### Your task
Count the rows below that contain the string "sneaker". Reply with the number only.

### Data records
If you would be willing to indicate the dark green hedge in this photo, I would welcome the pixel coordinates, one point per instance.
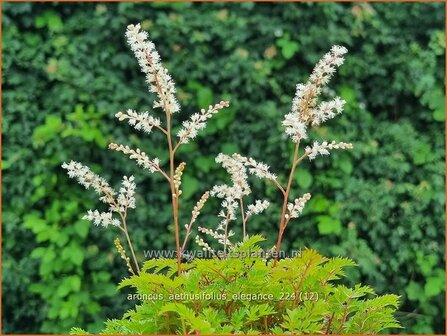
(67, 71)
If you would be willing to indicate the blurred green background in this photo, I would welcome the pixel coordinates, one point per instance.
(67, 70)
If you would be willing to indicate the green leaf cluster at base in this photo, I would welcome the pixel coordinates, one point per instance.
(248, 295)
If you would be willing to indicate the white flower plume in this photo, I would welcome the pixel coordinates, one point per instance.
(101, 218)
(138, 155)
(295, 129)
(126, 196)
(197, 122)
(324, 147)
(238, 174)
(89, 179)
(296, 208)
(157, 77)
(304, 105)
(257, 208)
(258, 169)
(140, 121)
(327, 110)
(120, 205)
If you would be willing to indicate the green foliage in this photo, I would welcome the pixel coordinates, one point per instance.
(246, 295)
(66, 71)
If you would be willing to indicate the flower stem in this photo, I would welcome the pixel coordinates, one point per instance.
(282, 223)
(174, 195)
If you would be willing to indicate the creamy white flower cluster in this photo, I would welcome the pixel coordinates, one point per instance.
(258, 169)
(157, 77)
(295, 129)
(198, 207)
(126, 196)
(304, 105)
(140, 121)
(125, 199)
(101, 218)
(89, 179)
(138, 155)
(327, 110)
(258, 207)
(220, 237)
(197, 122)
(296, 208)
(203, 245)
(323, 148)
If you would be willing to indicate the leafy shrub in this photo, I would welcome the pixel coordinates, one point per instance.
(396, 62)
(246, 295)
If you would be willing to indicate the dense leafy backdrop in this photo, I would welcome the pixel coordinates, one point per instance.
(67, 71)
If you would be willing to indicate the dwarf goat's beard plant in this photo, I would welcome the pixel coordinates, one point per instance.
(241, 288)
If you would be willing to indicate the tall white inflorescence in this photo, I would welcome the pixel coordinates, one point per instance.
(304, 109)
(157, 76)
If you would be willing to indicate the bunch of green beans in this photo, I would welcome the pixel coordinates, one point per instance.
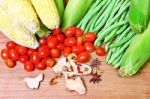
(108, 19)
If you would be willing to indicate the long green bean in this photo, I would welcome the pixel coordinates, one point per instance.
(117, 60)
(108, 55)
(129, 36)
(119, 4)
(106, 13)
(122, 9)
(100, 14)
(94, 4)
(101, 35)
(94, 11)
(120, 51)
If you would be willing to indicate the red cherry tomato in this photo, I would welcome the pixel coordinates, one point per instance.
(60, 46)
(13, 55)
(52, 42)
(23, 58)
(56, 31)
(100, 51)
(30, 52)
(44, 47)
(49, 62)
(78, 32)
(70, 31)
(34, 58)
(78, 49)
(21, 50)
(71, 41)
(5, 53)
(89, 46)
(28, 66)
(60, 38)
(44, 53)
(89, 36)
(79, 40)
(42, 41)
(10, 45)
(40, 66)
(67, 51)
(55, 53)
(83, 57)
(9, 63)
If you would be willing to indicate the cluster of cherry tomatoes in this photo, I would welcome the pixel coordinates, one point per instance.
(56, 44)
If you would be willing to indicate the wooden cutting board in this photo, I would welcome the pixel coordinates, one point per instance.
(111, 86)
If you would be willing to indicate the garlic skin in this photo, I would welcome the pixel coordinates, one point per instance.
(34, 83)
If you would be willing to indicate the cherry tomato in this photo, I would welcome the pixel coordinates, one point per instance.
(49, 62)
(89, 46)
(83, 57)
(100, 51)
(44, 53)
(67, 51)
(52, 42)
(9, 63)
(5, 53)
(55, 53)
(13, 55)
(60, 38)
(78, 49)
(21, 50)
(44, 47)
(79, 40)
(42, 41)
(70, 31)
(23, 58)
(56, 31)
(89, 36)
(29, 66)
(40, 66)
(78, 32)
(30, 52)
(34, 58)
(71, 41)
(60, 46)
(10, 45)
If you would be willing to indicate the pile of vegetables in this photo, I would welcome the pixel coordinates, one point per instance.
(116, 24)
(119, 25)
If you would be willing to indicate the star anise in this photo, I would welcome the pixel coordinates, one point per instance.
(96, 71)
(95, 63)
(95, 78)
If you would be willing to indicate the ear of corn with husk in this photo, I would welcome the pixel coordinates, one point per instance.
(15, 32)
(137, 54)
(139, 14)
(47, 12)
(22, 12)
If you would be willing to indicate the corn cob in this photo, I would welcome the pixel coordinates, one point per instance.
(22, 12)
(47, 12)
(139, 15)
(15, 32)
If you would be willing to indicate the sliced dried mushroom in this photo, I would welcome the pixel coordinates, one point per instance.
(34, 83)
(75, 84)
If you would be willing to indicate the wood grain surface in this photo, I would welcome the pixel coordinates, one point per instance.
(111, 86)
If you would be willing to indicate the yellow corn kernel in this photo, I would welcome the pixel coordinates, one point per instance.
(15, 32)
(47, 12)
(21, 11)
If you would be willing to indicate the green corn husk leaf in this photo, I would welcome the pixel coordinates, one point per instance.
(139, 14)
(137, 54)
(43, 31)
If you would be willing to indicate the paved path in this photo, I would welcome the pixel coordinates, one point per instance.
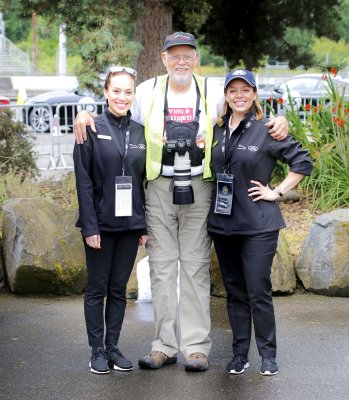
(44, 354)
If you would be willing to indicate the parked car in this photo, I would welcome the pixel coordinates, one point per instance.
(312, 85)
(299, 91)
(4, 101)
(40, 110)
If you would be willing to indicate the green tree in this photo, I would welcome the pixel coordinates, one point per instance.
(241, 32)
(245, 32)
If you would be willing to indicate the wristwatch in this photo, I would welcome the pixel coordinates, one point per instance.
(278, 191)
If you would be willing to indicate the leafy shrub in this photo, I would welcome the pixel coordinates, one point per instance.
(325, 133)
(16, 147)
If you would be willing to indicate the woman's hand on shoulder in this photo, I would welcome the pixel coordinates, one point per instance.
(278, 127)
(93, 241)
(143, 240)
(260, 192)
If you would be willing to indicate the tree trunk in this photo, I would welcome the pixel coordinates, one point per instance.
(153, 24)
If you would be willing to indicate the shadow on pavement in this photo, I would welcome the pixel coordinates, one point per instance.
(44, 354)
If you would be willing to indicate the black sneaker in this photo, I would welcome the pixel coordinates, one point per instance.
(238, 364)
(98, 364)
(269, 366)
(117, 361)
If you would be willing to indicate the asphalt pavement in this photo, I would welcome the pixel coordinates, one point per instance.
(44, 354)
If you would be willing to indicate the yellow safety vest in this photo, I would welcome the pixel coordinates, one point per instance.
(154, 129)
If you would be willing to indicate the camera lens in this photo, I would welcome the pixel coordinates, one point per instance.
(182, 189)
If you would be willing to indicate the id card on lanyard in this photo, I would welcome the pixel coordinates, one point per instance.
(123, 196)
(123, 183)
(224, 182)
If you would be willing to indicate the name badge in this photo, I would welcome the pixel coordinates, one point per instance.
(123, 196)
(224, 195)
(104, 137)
...
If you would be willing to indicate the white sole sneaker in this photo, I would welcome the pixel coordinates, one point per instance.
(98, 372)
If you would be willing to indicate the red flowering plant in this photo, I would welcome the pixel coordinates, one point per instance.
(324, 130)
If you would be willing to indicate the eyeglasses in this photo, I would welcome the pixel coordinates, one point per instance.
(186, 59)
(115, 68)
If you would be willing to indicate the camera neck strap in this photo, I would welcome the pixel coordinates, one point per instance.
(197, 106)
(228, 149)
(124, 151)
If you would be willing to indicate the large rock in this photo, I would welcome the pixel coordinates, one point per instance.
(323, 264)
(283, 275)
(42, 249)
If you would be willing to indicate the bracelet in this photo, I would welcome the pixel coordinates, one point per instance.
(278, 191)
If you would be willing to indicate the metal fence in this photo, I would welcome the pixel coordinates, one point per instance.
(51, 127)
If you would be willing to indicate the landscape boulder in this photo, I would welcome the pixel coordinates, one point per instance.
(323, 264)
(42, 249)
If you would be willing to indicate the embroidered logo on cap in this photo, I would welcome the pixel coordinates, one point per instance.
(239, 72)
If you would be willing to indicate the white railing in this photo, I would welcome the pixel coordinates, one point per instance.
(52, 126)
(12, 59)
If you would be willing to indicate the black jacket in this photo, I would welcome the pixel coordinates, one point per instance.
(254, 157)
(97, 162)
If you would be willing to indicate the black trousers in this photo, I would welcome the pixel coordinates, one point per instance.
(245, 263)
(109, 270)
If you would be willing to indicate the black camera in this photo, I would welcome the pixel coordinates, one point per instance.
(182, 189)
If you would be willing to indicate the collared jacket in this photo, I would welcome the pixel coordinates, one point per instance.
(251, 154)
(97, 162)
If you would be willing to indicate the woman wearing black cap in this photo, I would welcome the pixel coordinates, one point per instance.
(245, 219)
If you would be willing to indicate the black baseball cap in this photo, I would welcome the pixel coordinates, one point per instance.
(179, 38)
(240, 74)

### Response to this exercise
2